Problem to work on -> From the entries below, copy out every line with "rocky" in it.

(Data for analysis)

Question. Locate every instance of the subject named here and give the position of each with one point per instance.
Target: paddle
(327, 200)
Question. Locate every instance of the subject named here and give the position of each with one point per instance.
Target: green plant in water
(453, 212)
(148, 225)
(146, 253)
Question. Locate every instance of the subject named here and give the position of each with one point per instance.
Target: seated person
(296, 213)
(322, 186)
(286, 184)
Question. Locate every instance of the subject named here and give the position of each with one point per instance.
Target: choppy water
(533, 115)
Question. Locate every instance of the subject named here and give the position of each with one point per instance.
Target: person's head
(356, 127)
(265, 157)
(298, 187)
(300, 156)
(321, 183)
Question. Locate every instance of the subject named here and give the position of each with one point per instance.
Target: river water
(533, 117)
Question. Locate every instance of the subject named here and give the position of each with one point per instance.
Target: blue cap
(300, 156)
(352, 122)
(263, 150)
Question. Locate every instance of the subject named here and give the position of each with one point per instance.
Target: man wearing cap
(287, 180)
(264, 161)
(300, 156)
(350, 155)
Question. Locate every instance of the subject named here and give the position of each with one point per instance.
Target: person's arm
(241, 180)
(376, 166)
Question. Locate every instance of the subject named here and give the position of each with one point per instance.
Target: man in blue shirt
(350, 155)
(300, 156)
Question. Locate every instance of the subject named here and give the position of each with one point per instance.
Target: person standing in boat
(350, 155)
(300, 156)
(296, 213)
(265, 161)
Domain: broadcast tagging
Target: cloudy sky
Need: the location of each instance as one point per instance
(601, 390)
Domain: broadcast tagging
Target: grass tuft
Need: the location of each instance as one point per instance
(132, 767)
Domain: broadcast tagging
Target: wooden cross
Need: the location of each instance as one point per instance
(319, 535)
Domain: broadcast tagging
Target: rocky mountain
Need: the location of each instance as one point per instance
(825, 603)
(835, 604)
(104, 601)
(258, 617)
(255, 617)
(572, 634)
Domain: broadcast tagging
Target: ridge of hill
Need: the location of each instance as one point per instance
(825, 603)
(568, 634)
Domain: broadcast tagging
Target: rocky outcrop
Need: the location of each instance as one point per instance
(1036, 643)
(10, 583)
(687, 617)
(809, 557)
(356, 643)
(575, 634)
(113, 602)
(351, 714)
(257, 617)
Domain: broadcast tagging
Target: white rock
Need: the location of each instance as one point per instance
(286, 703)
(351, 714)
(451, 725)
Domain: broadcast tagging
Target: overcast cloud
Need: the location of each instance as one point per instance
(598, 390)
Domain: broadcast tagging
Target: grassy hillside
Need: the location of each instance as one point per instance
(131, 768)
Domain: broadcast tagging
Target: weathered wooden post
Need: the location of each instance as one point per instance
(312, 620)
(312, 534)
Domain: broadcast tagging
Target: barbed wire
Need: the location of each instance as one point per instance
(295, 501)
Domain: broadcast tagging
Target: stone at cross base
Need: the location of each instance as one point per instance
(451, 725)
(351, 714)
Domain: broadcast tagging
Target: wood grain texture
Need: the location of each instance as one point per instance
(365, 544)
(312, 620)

(End Data for analysis)

Task solution ->
Target: rocky mountain
Target: rocky outcrop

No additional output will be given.